(Excerpts of pointing data)
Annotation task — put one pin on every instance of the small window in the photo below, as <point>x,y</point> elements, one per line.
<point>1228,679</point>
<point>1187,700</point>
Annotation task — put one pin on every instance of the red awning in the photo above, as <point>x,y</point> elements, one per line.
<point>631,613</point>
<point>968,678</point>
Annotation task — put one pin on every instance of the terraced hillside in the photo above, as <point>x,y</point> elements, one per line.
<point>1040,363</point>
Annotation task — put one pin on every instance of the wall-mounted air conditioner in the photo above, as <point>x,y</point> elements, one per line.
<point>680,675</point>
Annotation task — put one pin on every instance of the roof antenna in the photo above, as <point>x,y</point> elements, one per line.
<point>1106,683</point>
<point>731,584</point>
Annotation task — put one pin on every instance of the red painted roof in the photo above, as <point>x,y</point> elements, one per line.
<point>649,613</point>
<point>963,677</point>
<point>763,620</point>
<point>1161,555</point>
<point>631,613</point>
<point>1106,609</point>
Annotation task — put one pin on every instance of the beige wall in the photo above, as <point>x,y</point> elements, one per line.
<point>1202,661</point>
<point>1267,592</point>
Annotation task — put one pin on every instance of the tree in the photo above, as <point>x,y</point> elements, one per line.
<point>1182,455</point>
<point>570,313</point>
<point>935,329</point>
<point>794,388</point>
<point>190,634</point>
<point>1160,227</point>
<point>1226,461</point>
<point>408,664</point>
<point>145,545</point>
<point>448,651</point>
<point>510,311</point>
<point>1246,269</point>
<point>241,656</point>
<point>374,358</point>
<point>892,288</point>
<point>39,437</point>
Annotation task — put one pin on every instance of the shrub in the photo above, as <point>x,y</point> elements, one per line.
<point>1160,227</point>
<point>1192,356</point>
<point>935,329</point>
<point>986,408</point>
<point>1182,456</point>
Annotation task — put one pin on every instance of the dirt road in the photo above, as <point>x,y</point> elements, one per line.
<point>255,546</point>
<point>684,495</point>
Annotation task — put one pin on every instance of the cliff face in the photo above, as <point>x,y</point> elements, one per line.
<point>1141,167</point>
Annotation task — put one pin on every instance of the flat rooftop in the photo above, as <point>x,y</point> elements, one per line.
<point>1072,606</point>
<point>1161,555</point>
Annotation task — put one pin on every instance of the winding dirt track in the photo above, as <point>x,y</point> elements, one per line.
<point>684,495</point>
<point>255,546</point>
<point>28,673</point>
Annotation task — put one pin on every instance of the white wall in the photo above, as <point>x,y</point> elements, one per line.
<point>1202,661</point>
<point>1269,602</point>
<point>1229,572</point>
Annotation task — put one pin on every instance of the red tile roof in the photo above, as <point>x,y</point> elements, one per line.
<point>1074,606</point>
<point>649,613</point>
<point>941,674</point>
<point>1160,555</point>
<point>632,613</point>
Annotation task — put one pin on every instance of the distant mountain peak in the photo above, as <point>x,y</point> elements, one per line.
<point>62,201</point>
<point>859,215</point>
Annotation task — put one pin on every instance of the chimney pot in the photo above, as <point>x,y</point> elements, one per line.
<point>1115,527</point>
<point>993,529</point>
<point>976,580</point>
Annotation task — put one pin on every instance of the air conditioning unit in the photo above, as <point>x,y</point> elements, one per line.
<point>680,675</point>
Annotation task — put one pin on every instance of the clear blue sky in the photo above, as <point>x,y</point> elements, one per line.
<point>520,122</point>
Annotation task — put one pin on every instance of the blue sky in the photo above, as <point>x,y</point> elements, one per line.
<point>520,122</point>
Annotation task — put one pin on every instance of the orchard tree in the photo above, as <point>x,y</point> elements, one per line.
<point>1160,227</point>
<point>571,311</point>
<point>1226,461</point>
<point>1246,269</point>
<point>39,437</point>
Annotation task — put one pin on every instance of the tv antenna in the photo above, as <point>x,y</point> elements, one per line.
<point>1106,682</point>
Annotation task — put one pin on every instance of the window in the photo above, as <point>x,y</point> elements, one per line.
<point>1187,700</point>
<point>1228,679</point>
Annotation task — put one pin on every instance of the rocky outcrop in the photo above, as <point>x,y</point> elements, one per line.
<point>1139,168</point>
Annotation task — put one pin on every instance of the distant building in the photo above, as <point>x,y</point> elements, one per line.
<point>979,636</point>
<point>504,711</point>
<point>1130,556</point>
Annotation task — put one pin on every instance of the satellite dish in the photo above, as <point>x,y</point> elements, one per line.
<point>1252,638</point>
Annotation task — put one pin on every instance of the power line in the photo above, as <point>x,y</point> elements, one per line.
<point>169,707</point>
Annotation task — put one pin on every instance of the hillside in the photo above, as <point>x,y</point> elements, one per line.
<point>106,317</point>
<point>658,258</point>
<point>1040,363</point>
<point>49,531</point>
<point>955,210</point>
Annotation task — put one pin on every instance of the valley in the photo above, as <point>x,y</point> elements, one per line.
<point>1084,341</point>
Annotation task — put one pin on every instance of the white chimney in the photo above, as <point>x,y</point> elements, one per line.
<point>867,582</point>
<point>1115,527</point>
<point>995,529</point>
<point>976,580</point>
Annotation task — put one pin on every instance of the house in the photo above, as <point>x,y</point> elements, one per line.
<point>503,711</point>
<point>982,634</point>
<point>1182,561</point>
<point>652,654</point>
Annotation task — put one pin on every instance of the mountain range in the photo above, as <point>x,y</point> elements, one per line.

Instruction:
Reproduce the material above, every line of it, exactly.

Result of the exercise:
Annotation task — put one pin on every instance of the small window in the photo below, as <point>x,y</point> elements, one per line.
<point>1228,679</point>
<point>1187,700</point>
Annotation task — put one pin on every instance of the red awning in the photo above, as <point>x,y</point> elements, one per line.
<point>631,613</point>
<point>968,678</point>
Annotation task — put one pin on every instance of the terraced hillside in the photo above, as <point>x,y</point> elements, one per line.
<point>1040,363</point>
Annotation task — put one pin on every instance of the wall-mounted air conditioner in the photo above, as <point>x,y</point> elements, one per line.
<point>680,675</point>
Annotation task — put one pin on every instance of the roof antenna in the photo above, as <point>x,y</point> elements, one per line.
<point>1106,683</point>
<point>731,584</point>
Annotation task — put one pin on every instance of the red painted roof in the photo above, as <point>x,y</point> elements, one per line.
<point>649,613</point>
<point>963,677</point>
<point>763,620</point>
<point>1161,555</point>
<point>631,613</point>
<point>1106,609</point>
Annotation task — put one pin on every instance of the beige wall in the photo above, as <point>x,y</point> elements, one per line.
<point>1202,661</point>
<point>1267,592</point>
Annotation task — put one pin on every instance of the tree in the photo above, as <point>x,y</point> elements, one per line.
<point>1182,455</point>
<point>570,313</point>
<point>935,329</point>
<point>794,388</point>
<point>190,634</point>
<point>1160,227</point>
<point>1226,461</point>
<point>408,664</point>
<point>145,545</point>
<point>448,651</point>
<point>510,311</point>
<point>1246,269</point>
<point>241,656</point>
<point>374,358</point>
<point>892,288</point>
<point>39,437</point>
Annotation task — put one pin on every instance of the shrub in the photo above, as <point>x,y</point> elements, one per line.
<point>1160,227</point>
<point>1192,356</point>
<point>935,329</point>
<point>986,408</point>
<point>1182,456</point>
Annotation task — put one pin on every instance of the dirt road in the photo above, as <point>x,y</point> elements, one per line.
<point>255,546</point>
<point>684,495</point>
Annotation task — put one pin on every instance of the cliff face in the photo above, as <point>x,y</point> elements, one per line.
<point>1141,167</point>
Annotation task — put one pin on every instance of the flat rooftop in the photo above, as <point>x,y</point> elements, one per line.
<point>1072,606</point>
<point>1161,555</point>
Annotation task — put one pin on every instance of the winding dirt track in the photo above, as <point>x,y</point> elements, one per line.
<point>684,495</point>
<point>255,546</point>
<point>28,673</point>
Annotation task — put one pin on every instance of the white wall in the photo above, as <point>x,y</point> elements, one per line.
<point>1202,661</point>
<point>1269,602</point>
<point>1229,572</point>
Annotation task — put one pin on every instance of the red tile roof in the photo above, as <point>x,y</point> elements, one per line.
<point>1074,606</point>
<point>649,613</point>
<point>941,674</point>
<point>1160,555</point>
<point>632,613</point>
Annotation task — put one pin on every instance of the distant mountain peak in the photo above, as <point>x,y</point> elements, one per line.
<point>62,201</point>
<point>859,215</point>
Annotation task — put one pin on every instance of the chimney pot in the photo above, as <point>x,y</point> elements, one per line.
<point>1115,527</point>
<point>993,529</point>
<point>976,580</point>
Annotation task — put one pin on every instance of the air conditioning unit in the photo above, as <point>x,y</point> elements, one per line.
<point>680,675</point>
Annotation task — put one pin on every instance of the clear blue sky in the photo above, as <point>x,y</point> elements, one per line.
<point>520,122</point>
Annotation task — put one pin on every instance of the blue sky in the photo above, as <point>x,y</point> elements, one per line.
<point>520,122</point>
Annotation task — put one pin on every instance of the orchard tree in the photo above, as <point>x,y</point> elements, one per line.
<point>1160,227</point>
<point>571,311</point>
<point>1226,461</point>
<point>1246,269</point>
<point>39,437</point>
Annotation task — put one pin on every instance of the tv antenna in the photo above, as <point>x,y</point> elements, one per line.
<point>1106,682</point>
Annotation task — put one pin on every instance of the window in the photo above, as <point>x,y</point> elements, one per line.
<point>1187,700</point>
<point>1228,679</point>
Annotation task — put one pin on every instance of the rocky outcrop in the photo above, as <point>x,y</point> elements, one per line.
<point>1139,168</point>
Annotation task — put one pin on every instance of the distant building in the photo above, as <point>x,y</point> elements, one per line.
<point>979,636</point>
<point>504,711</point>
<point>1130,556</point>
Annotation task — put one pin on every instance of the satellite dish in the photo above, as <point>x,y</point> elements, one per line.
<point>1252,638</point>
Annotation task — put one pin on every instance of the power line in the photo above, as <point>x,y</point> elements, one per line.
<point>169,707</point>
Annotation task — put one pin on every instance of the hillside in the photo above, as <point>x,y</point> elements, one per line.
<point>106,317</point>
<point>658,258</point>
<point>1040,363</point>
<point>49,531</point>
<point>955,210</point>
Annotation task — put one pin on every instance of the valley in the photo above, as <point>x,y</point> elements, one per line.
<point>1084,341</point>
Annotation task — put one pin on every instance of the white chimney in the photo above, as <point>x,y</point> elements, one per line.
<point>867,582</point>
<point>1115,527</point>
<point>995,529</point>
<point>976,580</point>
Annotation task — put one pin on every instance of the house in the photo above, as <point>x,y</point> elements, one per line.
<point>503,711</point>
<point>982,634</point>
<point>1182,561</point>
<point>652,654</point>
Annotation task — put one pin on every instance of the mountain range in the photo above, as <point>x,y</point> elements, one per line.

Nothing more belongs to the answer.